*The problem*. Locate the word "between" in the entries below, then gather every line that holds it.

[Records drawn from a dataset]
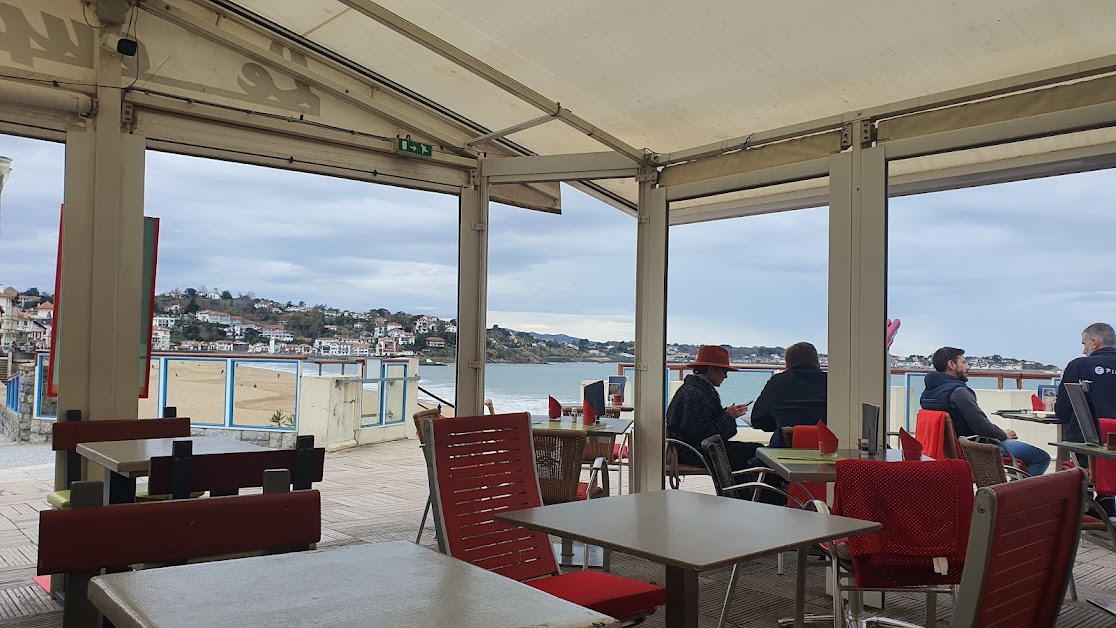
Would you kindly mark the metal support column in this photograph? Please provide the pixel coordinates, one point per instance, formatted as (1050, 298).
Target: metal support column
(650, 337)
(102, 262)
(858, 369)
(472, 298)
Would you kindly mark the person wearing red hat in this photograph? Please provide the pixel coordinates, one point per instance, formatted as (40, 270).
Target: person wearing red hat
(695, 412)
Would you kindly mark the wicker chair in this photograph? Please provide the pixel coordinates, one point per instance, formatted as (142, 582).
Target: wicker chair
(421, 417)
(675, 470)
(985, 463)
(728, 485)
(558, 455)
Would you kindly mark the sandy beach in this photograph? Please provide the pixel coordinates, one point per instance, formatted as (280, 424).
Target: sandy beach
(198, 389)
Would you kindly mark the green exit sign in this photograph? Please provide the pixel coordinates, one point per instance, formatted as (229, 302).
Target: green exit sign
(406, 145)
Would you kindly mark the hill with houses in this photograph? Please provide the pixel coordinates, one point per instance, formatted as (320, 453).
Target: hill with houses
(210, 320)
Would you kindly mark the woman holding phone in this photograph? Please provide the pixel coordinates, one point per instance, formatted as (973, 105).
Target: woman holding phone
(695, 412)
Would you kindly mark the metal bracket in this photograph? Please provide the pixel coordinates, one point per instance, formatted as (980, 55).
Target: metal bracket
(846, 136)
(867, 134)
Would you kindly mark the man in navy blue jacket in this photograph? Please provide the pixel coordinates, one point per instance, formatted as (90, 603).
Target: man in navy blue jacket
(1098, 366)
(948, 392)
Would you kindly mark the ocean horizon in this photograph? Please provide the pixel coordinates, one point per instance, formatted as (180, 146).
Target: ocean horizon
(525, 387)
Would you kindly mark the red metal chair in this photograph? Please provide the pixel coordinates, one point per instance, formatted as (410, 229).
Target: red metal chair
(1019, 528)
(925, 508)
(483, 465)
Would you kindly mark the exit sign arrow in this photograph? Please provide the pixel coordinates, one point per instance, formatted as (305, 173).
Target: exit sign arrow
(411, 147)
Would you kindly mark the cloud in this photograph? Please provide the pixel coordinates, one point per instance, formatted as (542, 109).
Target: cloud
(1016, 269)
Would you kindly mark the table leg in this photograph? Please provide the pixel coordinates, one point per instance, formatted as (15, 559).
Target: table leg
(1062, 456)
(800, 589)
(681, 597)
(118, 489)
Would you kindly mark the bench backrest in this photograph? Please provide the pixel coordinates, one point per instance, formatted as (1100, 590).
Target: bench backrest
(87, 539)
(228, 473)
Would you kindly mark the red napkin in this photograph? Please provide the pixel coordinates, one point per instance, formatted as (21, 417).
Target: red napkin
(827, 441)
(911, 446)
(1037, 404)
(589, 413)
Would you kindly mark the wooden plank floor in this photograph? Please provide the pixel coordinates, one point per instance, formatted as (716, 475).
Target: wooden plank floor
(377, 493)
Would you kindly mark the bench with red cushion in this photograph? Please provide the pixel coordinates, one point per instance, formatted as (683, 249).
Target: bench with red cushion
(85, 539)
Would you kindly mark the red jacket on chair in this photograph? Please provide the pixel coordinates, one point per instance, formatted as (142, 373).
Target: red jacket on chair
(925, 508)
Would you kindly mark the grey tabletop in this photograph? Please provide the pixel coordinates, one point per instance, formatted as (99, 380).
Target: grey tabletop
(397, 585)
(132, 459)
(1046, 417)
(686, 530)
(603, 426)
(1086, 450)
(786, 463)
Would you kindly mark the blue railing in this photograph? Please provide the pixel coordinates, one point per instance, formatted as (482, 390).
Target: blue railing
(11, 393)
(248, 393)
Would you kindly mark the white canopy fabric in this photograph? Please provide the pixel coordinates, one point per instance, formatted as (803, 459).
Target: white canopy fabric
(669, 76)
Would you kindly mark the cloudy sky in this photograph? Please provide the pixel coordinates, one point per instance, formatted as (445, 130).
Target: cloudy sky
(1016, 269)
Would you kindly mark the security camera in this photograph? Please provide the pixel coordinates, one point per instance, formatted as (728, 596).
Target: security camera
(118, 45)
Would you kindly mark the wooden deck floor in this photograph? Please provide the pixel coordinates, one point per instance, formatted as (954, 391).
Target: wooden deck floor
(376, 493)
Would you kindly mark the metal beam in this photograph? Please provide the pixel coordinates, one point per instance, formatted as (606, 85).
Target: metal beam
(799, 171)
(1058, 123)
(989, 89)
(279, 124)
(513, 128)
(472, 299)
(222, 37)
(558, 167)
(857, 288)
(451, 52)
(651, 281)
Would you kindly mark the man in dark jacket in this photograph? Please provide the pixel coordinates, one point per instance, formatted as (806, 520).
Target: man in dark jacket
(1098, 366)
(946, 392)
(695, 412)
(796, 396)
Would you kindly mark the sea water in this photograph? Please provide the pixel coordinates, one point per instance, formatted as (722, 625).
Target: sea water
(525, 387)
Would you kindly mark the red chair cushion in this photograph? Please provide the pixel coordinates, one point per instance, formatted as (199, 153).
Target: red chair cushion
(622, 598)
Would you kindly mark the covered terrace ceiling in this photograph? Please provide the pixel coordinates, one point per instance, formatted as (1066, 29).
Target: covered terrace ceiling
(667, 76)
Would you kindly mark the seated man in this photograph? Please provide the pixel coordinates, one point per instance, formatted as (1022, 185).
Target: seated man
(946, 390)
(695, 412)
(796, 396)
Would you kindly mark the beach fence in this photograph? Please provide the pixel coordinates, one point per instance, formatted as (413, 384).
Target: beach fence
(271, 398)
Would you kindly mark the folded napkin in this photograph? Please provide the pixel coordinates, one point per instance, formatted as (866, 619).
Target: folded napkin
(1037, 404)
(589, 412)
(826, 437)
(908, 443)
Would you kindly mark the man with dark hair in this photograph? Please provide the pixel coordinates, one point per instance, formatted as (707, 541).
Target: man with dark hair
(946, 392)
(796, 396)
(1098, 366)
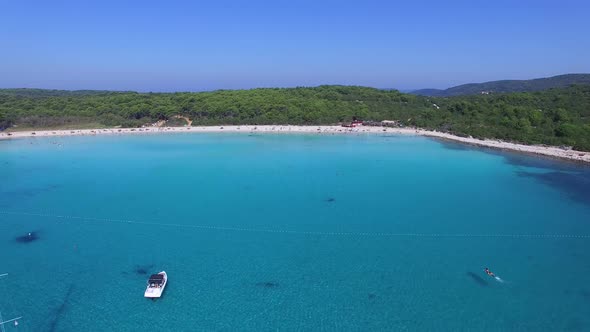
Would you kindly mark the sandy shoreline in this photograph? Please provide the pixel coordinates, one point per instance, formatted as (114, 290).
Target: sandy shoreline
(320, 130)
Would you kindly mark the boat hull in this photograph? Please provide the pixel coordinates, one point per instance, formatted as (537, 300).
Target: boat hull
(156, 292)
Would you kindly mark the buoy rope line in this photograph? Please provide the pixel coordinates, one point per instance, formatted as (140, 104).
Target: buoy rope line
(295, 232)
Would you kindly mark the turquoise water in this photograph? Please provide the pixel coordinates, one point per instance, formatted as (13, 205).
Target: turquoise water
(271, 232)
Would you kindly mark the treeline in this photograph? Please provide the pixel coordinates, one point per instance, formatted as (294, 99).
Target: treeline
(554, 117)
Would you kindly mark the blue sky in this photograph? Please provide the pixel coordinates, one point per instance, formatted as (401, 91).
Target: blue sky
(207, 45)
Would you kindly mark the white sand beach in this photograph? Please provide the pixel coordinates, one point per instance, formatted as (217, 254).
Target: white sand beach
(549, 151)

...

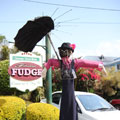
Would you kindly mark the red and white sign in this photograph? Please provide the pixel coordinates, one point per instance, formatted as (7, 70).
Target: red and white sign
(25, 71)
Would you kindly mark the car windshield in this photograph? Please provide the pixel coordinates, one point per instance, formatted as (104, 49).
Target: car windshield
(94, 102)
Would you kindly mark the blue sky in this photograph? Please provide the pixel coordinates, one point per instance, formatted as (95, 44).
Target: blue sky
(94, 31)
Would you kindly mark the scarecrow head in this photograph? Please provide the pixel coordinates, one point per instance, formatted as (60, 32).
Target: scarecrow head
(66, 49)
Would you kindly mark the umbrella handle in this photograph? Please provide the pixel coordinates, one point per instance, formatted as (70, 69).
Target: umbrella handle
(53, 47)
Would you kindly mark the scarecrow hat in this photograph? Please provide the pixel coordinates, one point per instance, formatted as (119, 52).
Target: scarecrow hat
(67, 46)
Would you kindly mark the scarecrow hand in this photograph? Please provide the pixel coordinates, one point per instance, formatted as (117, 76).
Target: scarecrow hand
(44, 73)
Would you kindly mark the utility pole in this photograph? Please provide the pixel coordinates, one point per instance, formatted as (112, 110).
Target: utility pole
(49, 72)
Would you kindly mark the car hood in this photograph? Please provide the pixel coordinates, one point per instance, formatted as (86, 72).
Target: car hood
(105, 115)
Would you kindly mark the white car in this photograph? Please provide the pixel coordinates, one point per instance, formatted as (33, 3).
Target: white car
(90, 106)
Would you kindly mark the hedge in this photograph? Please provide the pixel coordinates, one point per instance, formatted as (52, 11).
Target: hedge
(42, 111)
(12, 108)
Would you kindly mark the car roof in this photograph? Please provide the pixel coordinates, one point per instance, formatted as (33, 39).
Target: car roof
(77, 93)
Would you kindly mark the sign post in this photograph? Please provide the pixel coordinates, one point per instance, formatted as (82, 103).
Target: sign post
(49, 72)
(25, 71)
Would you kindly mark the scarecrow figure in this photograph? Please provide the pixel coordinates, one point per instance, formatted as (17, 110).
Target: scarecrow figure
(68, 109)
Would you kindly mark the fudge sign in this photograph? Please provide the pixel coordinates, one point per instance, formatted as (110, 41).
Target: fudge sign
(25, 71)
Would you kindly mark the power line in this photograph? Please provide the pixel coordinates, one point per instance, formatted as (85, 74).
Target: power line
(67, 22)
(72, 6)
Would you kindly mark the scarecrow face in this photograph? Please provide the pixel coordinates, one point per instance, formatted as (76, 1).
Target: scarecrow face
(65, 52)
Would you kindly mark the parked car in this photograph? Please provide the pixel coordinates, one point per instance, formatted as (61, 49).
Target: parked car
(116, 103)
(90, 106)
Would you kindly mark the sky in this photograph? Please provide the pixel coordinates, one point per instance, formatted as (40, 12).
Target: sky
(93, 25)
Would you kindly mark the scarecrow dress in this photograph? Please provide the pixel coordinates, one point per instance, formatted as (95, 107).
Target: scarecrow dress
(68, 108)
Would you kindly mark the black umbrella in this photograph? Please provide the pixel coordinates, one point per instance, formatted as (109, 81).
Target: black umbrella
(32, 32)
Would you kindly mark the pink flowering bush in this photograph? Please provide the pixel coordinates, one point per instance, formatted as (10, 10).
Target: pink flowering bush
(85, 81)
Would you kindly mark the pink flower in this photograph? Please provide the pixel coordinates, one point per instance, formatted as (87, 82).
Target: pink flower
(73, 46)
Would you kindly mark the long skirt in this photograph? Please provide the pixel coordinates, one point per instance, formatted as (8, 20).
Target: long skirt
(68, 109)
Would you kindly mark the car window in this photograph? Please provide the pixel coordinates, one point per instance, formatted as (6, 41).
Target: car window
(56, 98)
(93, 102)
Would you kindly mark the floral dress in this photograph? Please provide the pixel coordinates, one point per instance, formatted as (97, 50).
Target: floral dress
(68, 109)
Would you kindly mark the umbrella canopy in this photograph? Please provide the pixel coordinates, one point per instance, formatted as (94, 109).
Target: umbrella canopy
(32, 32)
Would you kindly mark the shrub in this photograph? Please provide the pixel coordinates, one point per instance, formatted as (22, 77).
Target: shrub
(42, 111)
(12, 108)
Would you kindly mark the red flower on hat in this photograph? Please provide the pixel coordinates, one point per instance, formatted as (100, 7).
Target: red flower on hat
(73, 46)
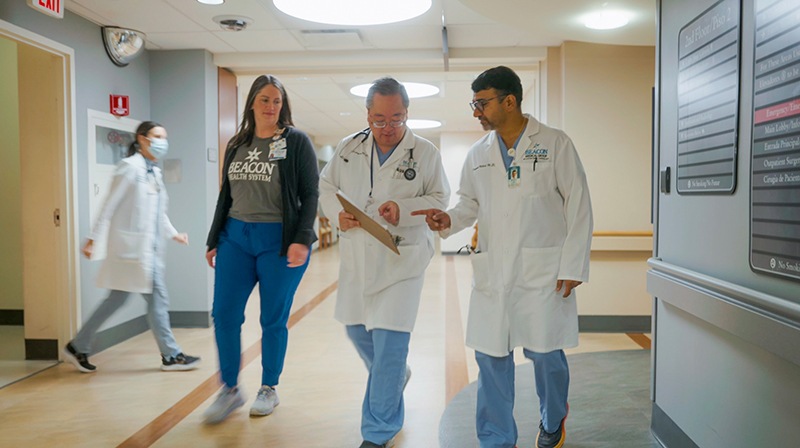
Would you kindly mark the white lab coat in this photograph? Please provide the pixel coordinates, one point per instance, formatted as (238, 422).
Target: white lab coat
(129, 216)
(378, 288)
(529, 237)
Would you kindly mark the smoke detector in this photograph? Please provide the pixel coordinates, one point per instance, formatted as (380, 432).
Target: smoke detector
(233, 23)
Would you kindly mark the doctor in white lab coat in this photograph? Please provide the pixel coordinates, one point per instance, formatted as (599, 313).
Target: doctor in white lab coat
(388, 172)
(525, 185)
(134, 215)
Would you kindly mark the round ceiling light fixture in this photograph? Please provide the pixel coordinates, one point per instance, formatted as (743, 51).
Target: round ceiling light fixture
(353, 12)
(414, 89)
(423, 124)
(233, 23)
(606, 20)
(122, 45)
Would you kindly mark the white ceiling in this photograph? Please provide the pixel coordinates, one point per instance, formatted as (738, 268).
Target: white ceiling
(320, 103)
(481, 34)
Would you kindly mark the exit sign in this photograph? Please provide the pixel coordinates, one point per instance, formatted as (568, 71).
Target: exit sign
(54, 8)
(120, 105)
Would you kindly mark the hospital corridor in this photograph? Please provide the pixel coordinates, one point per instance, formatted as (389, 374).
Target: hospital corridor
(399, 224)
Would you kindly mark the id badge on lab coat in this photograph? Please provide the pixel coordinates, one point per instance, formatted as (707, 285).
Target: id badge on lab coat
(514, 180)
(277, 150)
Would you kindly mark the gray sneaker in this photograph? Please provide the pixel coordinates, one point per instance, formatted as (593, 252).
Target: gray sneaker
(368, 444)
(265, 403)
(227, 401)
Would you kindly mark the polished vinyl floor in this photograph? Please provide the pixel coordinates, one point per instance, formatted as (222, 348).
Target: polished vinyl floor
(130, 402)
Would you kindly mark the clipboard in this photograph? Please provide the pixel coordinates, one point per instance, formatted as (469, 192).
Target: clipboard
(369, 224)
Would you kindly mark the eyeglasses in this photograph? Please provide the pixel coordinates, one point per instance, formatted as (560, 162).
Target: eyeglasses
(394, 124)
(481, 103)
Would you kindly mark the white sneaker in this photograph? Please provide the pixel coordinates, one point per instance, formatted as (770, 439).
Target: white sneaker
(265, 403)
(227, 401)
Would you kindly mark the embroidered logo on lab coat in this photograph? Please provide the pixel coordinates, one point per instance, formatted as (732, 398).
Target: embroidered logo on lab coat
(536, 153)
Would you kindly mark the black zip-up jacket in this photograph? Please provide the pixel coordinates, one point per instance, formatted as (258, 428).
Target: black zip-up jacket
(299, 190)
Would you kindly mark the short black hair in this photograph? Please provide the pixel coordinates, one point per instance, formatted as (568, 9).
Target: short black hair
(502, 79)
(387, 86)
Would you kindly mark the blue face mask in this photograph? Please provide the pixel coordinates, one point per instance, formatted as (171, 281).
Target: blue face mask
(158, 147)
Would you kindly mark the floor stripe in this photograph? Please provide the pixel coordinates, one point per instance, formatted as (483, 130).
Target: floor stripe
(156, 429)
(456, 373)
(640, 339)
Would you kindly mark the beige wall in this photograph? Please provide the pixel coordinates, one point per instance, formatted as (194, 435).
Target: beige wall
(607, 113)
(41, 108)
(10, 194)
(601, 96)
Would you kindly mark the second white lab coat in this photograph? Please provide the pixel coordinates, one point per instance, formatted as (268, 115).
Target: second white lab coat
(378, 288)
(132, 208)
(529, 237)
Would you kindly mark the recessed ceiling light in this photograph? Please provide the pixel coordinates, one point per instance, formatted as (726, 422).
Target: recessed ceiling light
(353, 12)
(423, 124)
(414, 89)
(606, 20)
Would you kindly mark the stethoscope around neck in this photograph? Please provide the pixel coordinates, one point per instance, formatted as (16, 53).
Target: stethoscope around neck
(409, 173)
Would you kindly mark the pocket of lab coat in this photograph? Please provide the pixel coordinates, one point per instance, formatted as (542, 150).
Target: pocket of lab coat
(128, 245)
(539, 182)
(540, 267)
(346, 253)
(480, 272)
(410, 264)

---

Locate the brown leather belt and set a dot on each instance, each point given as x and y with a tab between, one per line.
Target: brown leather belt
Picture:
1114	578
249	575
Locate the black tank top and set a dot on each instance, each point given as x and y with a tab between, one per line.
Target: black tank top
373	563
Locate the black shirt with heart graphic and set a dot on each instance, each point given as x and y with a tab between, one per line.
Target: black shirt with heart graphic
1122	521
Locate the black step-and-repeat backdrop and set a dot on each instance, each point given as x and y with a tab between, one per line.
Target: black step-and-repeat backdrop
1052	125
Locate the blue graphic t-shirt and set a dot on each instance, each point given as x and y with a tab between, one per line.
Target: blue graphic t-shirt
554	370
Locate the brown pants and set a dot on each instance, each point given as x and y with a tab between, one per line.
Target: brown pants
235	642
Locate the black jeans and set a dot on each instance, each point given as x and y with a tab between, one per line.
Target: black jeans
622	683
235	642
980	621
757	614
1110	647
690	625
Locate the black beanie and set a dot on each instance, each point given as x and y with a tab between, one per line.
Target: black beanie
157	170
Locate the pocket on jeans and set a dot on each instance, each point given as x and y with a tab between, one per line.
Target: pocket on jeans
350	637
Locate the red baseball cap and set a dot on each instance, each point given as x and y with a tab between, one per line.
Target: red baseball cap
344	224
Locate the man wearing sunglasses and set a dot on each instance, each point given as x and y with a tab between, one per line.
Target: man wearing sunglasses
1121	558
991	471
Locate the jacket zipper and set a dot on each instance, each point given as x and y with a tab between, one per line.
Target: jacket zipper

*Exercise answer*.
Locate the brown leather belt and set a dot on each instance, each point given as x and y with a tab between, one per line.
Locate the black tank top and set a dot on each instance, each point given as x and y with a tab between, one per line.
Locate the black shirt with heart graphic and set a dot on each instance, each point given as x and y with a tab between, one per line.
Locate the black step-and-repeat backdrop and set a dot on each instance, each point given as x and y with a tab between, one per line.
Locate the blue graphic t-shirt and set a dot on each instance, each point given as x and y with a tab between, one per line.
Locate the brown pants and set a dot on each instance, each point given as x and y with a tab between, one per line.
Locate the black jeans and set a dot on each instance, each point given as x and y with a tab between, one per line.
Locate the black beanie and set a dot on each instance, each point given as x and y with a tab between, one per line.
Locate the pocket on jeans and set a dot on each instance, each point given as x and y with a tab between, one per line.
Locate the red baseball cap and set a dot on each instance, each point given as x and y with a tab between, one per line.
Locate the man wearing sunglasses and set a dot on each instance, each point given as x and y with a tab between, one per line.
Locate the jacket zipper and set a dot on each instance, each point given as x and y with a tab between, one per line.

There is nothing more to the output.